# [Excerpt provided]
^^^^^^^^

Economists Agree: Trump-GOP Tax Plan Will Not Substantially Boost Economy

January 16, 2018

President Trump and Congressional Republicans claim their massive tax cuts for the wealthy and corporations will greatly increase economic growth, enough even to cover the plan’s $1.5 trillion cost (though they’ve recently been hedging this last claim). Economic experts from across the ideological spectrum strongly refute these claims, both on general principles and as they relate to this specific plan.


Joint Committee on Taxation, the non-partisan tax research committee of Congress

JCT estimated that increased economic growth from the tax cuts passed by Congress would make up for only about one-quarter of the $1.5 trillion in lost revenues and increased debt costs the tax cuts would cause over 10 years. (Dec. 22, 2017)

University of Chicago survey of economists, academics from leading research universities

All but one of three-dozen leading academic economists—professors at Harvard, Yale, Stanford and other major research universities, and including at least two former members of Republican administrations—agreed that “a tax bill similar to those currently moving through the House and Senate” would result in the deficit as a share of the national economy being “substantially higher a decade from now than under the status quo.” (Nov. 21, 2017) (The lone dissenter later admitted he had misread the question and in fact joined the others in their opinion.)

In the same survey, only one economist agreed with the statement that the GOP tax plans would result in the level of economic activity (GDP) being “substantially higher a decade from now than under the status quo.” The rest were either uncertain or disagreed. (The one supporter of the idea added in a comment that “whether the overall tax plan is distributionally fair is another matter.”)

Fitch Ratings, one of the “Big Three” credit rating agencies

Fitch anticipated the GOP tax plans before Congress “will lead to wider fiscal deficits and add significantly to US government debt.” … “Tax cuts may lead to a short-lived boost to output,” the agency’s analysis continued, “…[but] they will not pay for themselves or lead to a permanently higher growth rate. The cost of capital is already low and corporate profits are elevated. In addition, the effective tax rate paid by large corporations is well below the existing statutory rate. From a macroeconomic perspective, adding to demand at this point in the economic cycle could add to inflationary pressures and lead to additional monetary policy tightening…” (Nov. 7, 2017)

Penn Wharton Budget Model, University of Pennsylvania research organization

The nearly final GOP tax plan “increases federal debt in both the short- and long-run relative to current policy. In the near term, there is a small boost to GDP, but that increase diminishes over time. … By 2027…, [d]ebt increases between $1.9 trillion and $2.2 trillion, inclusive of economic growth. … By 2040…, debt increases by $2.2 to $3.5 trillion.” (12/18/17)

^^^^^^^^

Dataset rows

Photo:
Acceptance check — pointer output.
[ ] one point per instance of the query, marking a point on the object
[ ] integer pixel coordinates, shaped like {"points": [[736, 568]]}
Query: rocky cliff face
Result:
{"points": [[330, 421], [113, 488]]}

^^^^^^^^

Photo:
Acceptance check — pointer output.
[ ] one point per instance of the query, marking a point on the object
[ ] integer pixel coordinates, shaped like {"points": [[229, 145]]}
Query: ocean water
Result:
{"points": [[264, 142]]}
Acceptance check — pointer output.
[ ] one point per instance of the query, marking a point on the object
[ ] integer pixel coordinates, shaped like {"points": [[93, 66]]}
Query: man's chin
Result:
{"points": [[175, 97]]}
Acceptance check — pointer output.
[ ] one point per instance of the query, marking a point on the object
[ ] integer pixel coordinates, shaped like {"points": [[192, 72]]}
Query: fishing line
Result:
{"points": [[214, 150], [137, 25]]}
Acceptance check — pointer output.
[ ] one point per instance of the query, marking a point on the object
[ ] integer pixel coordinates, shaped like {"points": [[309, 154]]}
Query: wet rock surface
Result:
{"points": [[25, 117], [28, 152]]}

^^^^^^^^

# [Job A]
Answer these questions about the article on the Trump-GOP tax plan:
(i) According to the Joint Committee on Taxation, what share of the lost revenues and increased debt costs would increased economic growth make up?
(ii) How many leading academic economists took part in the University of Chicago survey?
(iii) By 2040, how much does the Penn Wharton Budget Model say debt increases?
# [Job B]
Continue the article on economists' views of the Trump-GOP tax plan from its last sentence.

# [Output A]
(i) About one-quarter.
(ii) Three dozen.
(iii) By $2.2 to $3.5 trillion.

# [Output B]
Tax Policy Center at the Urban Institute and Brookings Institution

The Tax Policy Center (TPC) estimates that under the new tax law, GDP could be 0.8 percent higher in 2018 than it would have been had the law not been enacted, but that this boost to output would decrease in future years to virtually zero by 2027. (Dec. 20, 2017)

Survey of Institutional Investors and Hedge Fund Managers, by Barclay Hedge

A survey of 113 of hedge fund managers and other large investors in late October found that nearly three-quarters (70%) believe the GOP tax plans would increase the deficit. Almost half (46%) expected corporations to use their tax cuts to “repurchase their own shares or raise dividends,” while only 12% thought they would use their tax savings to “expand their facilities or hire more workers.” (Oct. 17-31, 2017)

Mark Zandi, chief economist, Moody’s Analytics

In testimony to Congressional Democrats on December 13, about the House and Senate tax plans he said: “If either plan were to become law as proposed neither would materially increase long-run economic growth, but both would add significantly to the government’s deficits and debt load. … The tax plan does not increase growth from 2% to 3%, as the proponents argue, but from 2.00% to 2.03%.” (Dec. 13, 2017)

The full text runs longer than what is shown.